**Your instructions**
Swap "driftwood" for "seaweed" in the records, from their start through the line holding "point(88, 89)", inclusive. Give back only those lines, with everything else unchanged.

**Records supplied**
==============================
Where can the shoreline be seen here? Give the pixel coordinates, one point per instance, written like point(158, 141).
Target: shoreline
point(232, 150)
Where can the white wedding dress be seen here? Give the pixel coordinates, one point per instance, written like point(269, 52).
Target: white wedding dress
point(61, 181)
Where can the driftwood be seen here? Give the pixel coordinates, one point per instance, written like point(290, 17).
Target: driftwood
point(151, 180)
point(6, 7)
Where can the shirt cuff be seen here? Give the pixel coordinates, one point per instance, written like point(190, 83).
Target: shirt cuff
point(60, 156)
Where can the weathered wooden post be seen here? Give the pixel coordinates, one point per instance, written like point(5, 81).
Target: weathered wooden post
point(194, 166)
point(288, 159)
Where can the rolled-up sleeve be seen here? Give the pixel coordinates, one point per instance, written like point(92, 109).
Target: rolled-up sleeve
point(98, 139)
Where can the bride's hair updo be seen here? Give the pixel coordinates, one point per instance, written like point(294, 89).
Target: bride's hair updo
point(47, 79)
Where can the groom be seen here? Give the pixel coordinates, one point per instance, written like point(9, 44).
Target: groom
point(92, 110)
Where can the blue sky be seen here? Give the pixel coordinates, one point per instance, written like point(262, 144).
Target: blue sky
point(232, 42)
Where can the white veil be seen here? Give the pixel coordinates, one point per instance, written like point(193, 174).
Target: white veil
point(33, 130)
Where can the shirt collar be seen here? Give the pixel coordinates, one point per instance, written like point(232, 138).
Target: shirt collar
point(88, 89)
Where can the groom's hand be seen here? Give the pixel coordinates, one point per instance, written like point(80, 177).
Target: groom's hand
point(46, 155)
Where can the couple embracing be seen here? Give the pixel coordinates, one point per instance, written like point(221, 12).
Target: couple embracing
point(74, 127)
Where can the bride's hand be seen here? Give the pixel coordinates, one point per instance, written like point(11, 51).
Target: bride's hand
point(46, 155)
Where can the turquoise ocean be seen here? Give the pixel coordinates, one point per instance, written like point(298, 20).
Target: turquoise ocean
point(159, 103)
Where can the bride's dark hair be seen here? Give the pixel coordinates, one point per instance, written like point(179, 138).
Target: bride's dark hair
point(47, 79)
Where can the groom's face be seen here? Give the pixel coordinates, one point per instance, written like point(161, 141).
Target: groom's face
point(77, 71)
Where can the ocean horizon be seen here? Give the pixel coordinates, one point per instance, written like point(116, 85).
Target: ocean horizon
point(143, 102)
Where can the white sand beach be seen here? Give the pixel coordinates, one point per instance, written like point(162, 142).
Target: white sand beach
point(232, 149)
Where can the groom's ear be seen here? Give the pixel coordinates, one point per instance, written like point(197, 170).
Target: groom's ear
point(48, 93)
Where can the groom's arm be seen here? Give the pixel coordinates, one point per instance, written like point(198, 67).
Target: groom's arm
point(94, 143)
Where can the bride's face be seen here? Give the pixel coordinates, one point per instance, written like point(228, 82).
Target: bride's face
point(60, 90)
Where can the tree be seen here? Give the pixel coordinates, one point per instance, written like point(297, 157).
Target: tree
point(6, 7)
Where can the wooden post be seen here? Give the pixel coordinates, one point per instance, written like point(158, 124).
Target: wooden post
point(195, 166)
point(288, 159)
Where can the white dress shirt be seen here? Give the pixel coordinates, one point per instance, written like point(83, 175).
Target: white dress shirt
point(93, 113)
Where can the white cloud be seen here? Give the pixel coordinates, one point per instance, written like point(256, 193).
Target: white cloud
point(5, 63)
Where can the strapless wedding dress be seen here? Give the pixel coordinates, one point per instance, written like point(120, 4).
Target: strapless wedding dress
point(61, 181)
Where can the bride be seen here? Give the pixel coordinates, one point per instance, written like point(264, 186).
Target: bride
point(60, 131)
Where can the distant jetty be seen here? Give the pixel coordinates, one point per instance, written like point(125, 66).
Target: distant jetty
==============================
**Answer to the exercise**
Where can the shoreline be seen here? Give the pixel coordinates, one point per instance, written like point(158, 141).
Target: shoreline
point(232, 150)
Where can the white wedding dress be seen here? Give the pixel coordinates, one point per instance, written like point(269, 52).
Target: white wedding dress
point(61, 181)
Where can the seaweed be seen here? Give the pixel coordinates, one point per instance, written like point(290, 17).
Target: seaweed
point(151, 180)
point(6, 7)
Where can the shirt cuff be seen here? Give the pixel coordinates, one point per instance, written like point(190, 83).
Target: shirt cuff
point(60, 156)
Where can the weathered wooden post be seen here? Give the pixel coordinates, one point per instance, written like point(5, 81).
Target: weathered wooden post
point(194, 166)
point(288, 159)
Where can the rolled-up sleeve be seen here? Give the pixel coordinates, one point per instance, written like point(92, 109).
Target: rolled-up sleeve
point(98, 139)
Where can the bride's hair updo be seen here? Give the pixel coordinates, one point per instance, written like point(294, 89).
Target: bride's hair updo
point(47, 79)
Where can the groom be seen here? Give the pixel coordinates, one point per instance, written like point(9, 44).
Target: groom
point(92, 110)
Where can the blue sky be seen here? Give the pixel coordinates, one point per instance, written like point(262, 144).
Target: blue sky
point(232, 42)
Where can the white veil be seen here? Give the pixel coordinates, one point per instance, written like point(193, 174).
Target: white veil
point(33, 130)
Where can the shirt collar be seen here? Give the pixel coordinates, one point per instance, written like point(232, 138).
Target: shirt collar
point(88, 89)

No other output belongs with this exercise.